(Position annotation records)
## Start

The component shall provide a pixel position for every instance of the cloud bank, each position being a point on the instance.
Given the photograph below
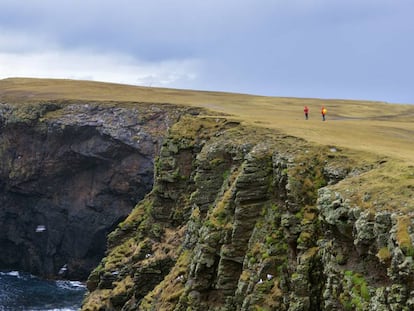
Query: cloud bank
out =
(302, 48)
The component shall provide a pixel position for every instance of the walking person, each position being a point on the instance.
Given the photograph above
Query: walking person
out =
(323, 112)
(306, 111)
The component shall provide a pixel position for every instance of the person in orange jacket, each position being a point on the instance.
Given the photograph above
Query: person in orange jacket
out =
(323, 112)
(306, 111)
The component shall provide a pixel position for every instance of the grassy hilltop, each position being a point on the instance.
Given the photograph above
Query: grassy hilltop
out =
(252, 206)
(377, 127)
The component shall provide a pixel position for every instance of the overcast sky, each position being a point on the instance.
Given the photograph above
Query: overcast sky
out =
(351, 49)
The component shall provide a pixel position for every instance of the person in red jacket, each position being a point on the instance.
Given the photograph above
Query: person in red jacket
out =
(306, 111)
(323, 112)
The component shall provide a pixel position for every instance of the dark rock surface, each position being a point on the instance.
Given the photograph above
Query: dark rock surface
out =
(70, 172)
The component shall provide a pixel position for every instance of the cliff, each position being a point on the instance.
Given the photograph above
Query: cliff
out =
(70, 172)
(175, 207)
(250, 219)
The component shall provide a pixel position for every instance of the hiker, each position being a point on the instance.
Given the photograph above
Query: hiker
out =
(323, 111)
(306, 111)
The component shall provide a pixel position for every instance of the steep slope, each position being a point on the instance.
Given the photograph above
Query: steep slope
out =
(245, 206)
(70, 172)
(243, 218)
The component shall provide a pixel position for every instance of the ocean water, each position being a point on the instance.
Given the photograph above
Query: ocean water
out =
(24, 292)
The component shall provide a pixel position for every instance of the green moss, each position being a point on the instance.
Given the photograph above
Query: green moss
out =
(356, 293)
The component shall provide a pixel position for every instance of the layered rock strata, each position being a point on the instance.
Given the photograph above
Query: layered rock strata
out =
(248, 219)
(70, 172)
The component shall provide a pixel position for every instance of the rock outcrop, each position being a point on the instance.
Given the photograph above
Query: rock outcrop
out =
(247, 219)
(70, 172)
(227, 216)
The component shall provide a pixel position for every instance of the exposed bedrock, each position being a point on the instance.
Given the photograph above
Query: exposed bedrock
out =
(70, 172)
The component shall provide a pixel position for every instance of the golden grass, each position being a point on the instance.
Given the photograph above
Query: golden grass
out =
(381, 128)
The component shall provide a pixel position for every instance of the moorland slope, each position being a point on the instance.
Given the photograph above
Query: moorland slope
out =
(251, 207)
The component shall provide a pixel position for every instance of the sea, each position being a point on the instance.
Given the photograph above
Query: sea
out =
(24, 292)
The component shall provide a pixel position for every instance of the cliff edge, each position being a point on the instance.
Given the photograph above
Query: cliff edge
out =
(184, 200)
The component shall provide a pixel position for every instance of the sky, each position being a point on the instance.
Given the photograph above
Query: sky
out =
(344, 49)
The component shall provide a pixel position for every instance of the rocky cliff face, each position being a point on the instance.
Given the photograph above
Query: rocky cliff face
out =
(236, 217)
(70, 172)
(247, 219)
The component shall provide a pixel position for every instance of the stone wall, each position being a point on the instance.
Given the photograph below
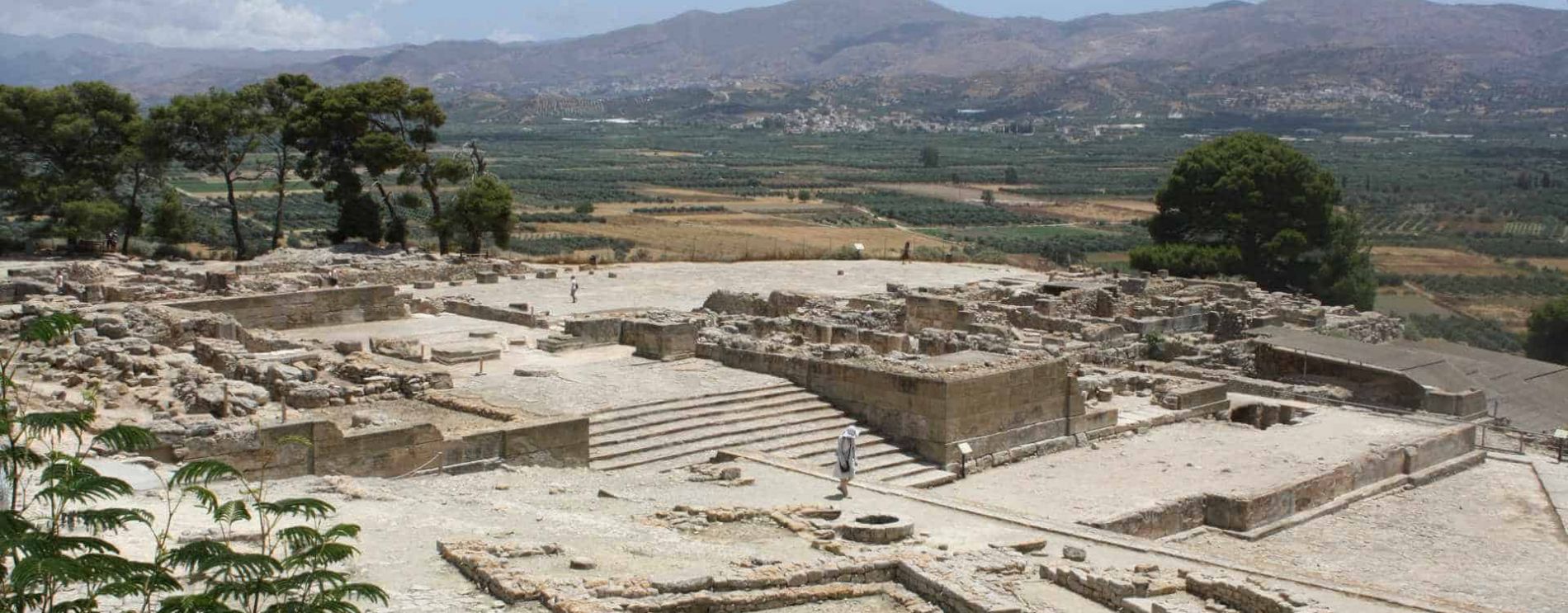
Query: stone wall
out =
(921, 313)
(664, 341)
(596, 330)
(1371, 384)
(993, 409)
(1242, 512)
(392, 452)
(308, 309)
(493, 314)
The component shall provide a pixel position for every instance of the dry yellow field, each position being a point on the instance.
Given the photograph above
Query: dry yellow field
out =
(1115, 212)
(772, 204)
(1550, 262)
(1430, 261)
(744, 235)
(956, 193)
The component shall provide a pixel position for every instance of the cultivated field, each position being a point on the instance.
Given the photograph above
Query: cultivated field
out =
(1430, 261)
(747, 235)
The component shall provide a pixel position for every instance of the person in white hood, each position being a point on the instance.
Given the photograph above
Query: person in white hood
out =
(844, 466)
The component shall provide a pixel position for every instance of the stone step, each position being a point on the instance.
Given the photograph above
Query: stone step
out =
(676, 414)
(801, 447)
(606, 416)
(716, 422)
(827, 456)
(894, 474)
(923, 480)
(885, 464)
(643, 452)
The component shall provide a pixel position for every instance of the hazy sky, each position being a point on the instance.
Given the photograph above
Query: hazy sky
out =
(319, 24)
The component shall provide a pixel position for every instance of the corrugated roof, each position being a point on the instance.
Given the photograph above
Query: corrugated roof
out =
(1531, 394)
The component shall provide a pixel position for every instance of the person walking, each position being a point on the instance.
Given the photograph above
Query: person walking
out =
(844, 455)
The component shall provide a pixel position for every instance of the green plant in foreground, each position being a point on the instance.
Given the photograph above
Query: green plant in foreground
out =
(54, 549)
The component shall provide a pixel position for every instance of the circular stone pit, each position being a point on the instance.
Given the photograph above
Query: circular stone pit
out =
(877, 529)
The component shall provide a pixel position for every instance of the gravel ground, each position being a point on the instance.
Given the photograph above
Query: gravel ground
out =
(587, 380)
(400, 414)
(404, 519)
(684, 285)
(1485, 536)
(1181, 460)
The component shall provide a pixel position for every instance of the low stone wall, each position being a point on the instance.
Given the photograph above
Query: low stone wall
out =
(1242, 512)
(921, 313)
(1371, 384)
(308, 309)
(664, 341)
(596, 330)
(493, 314)
(1117, 588)
(932, 413)
(1164, 325)
(392, 452)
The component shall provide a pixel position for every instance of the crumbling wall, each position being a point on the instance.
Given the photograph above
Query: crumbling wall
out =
(1242, 512)
(932, 413)
(392, 452)
(308, 309)
(924, 311)
(664, 341)
(1367, 384)
(493, 314)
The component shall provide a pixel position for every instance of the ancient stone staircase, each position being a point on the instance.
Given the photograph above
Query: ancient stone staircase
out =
(784, 421)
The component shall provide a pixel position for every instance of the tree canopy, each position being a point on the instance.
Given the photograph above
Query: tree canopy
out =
(217, 132)
(1272, 204)
(1548, 332)
(482, 209)
(63, 144)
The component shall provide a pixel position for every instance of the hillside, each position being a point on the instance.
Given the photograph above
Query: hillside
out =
(1413, 45)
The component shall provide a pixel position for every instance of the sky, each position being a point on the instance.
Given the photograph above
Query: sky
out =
(344, 24)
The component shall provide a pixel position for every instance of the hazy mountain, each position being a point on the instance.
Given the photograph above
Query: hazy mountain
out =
(45, 62)
(1405, 43)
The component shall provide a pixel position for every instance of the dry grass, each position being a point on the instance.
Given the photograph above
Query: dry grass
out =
(1514, 313)
(1430, 261)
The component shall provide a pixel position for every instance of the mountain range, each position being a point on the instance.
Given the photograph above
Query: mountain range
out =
(1411, 45)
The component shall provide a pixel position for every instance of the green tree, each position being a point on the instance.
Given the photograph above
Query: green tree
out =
(144, 163)
(55, 510)
(281, 97)
(1277, 207)
(930, 157)
(484, 207)
(90, 219)
(59, 507)
(386, 129)
(62, 144)
(215, 134)
(172, 223)
(1548, 332)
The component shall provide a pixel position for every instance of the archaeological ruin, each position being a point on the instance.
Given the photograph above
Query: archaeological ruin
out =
(1065, 441)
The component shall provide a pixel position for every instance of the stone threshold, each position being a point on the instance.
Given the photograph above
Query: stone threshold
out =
(1104, 536)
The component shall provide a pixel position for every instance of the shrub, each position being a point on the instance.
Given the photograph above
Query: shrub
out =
(1191, 261)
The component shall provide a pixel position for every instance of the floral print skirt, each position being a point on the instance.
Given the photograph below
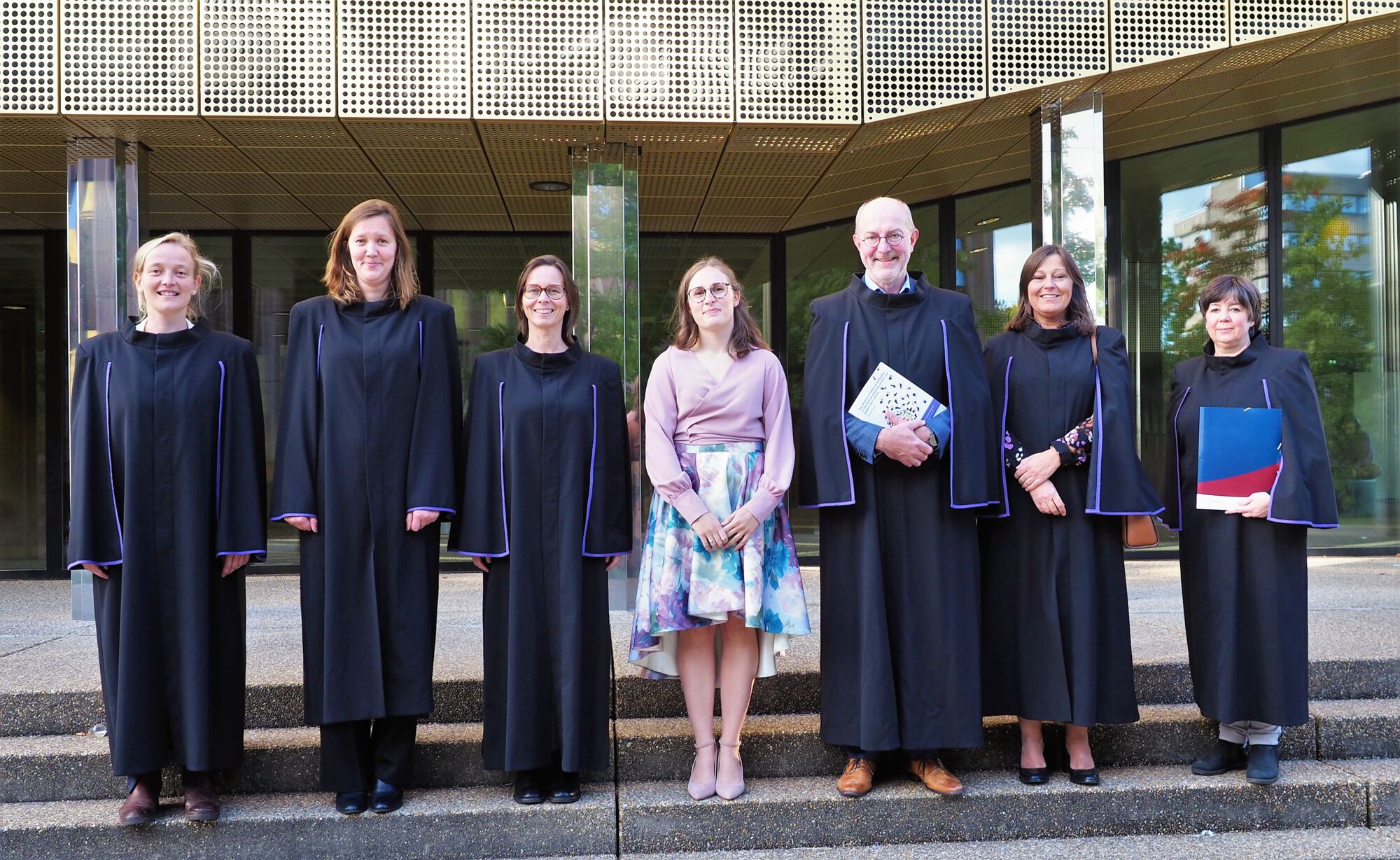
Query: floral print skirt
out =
(684, 586)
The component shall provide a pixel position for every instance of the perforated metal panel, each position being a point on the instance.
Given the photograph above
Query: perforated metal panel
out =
(1149, 32)
(1037, 43)
(405, 58)
(922, 55)
(1254, 20)
(671, 61)
(538, 60)
(268, 58)
(29, 57)
(130, 57)
(797, 61)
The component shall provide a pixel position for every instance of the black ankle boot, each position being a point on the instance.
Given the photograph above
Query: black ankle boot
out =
(1224, 757)
(1264, 764)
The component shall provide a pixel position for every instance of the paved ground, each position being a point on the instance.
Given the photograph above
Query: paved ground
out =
(1354, 613)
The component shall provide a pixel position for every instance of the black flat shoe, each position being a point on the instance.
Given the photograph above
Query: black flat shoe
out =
(1090, 777)
(352, 803)
(565, 789)
(1223, 758)
(387, 798)
(530, 788)
(1264, 765)
(1035, 777)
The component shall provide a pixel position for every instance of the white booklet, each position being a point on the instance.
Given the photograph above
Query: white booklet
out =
(888, 390)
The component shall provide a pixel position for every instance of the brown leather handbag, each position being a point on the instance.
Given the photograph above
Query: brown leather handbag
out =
(1139, 532)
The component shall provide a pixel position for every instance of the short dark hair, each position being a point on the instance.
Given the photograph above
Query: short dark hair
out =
(1234, 288)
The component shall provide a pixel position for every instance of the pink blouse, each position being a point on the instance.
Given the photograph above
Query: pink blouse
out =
(688, 407)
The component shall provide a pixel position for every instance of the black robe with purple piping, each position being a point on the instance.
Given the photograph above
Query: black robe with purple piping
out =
(1245, 581)
(167, 480)
(1055, 611)
(901, 578)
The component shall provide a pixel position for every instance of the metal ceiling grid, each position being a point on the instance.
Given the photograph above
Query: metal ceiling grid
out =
(1150, 32)
(1037, 43)
(268, 60)
(30, 51)
(130, 57)
(538, 60)
(1255, 20)
(797, 61)
(670, 61)
(405, 58)
(919, 57)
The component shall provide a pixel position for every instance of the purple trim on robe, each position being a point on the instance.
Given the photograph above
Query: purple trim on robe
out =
(219, 446)
(1002, 442)
(948, 375)
(111, 469)
(1177, 448)
(846, 446)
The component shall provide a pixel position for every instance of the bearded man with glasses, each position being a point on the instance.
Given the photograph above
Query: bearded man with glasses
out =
(901, 586)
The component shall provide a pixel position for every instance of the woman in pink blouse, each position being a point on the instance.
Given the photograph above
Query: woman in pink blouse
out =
(719, 560)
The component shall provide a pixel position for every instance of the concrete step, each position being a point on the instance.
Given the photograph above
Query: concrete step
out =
(778, 746)
(36, 712)
(1325, 844)
(808, 813)
(450, 823)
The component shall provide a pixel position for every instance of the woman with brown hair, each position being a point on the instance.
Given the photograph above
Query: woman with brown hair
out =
(547, 508)
(1055, 599)
(366, 469)
(720, 590)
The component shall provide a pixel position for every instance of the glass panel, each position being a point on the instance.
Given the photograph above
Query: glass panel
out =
(993, 242)
(285, 271)
(821, 263)
(1342, 305)
(22, 403)
(1188, 215)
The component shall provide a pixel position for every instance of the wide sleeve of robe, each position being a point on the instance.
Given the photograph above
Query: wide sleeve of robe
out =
(438, 419)
(96, 527)
(299, 429)
(608, 529)
(241, 526)
(825, 462)
(974, 449)
(479, 529)
(1303, 492)
(1118, 481)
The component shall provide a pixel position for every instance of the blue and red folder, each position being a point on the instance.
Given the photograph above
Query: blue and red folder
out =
(1240, 455)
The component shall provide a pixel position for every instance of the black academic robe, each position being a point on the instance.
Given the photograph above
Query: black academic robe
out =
(901, 578)
(548, 499)
(1055, 607)
(1245, 581)
(169, 477)
(370, 424)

## End

[OBJECTIVE]
Find the line containing "of the purple" in the material above. Print it and every line after it through the end, exactly and only those.

[COMPLETED EXERCISE]
The component shall provide a pixel position for every instance of the purple trim on robe, each position being a point on the instance.
Given the photograph above
Query: purple trim on robe
out =
(219, 446)
(1002, 442)
(948, 375)
(111, 469)
(1177, 448)
(846, 446)
The component shall provide a pixel position for every instance of the bearded man with glasses, each position being a point on the instance.
Given the photograph above
Query: bearded man with glasses
out =
(901, 586)
The component shall provide a pixel position for every instance of the woman in pink blouse, each position being a point on the instance.
Given the photograph above
Query: woman in pink blouse
out =
(719, 560)
The component shall provide a pixel position for every instance of the concrete step, each position being a point on the instance.
Given the photograph above
Query: concrete step
out =
(778, 746)
(36, 712)
(1325, 844)
(808, 813)
(450, 823)
The component shall provide a pixel position for every instance of the woman with brown hair, each position being a point on the instance.
Given the photograph above
Query: woman with brown hair
out =
(547, 508)
(1055, 599)
(366, 469)
(720, 590)
The component shall provide a pixel position for every instance of the glass panel, each position being a point on the instance.
Given the photograph above
Query: glass panel
out =
(993, 242)
(285, 271)
(821, 263)
(1342, 305)
(22, 403)
(1188, 215)
The component shall provide a pixel position for every instance of the wide sleeve of robe, each position being a point on the instance.
Given the photograph above
Query: wide sleeve of robe
out =
(438, 419)
(96, 527)
(299, 429)
(608, 529)
(241, 526)
(825, 462)
(974, 449)
(479, 529)
(1303, 492)
(1118, 481)
The component shall provide a pixel position for every instance of the blue and red folder, each position being a point on the instance.
Given the photograph above
Query: blue and red folder
out =
(1240, 455)
The component shall provide a pixel position for every instance of the black academic robe, each position being a point on the instance.
Given the photograph above
Query: black academic robe
out =
(901, 578)
(548, 499)
(1055, 607)
(1245, 581)
(169, 477)
(370, 424)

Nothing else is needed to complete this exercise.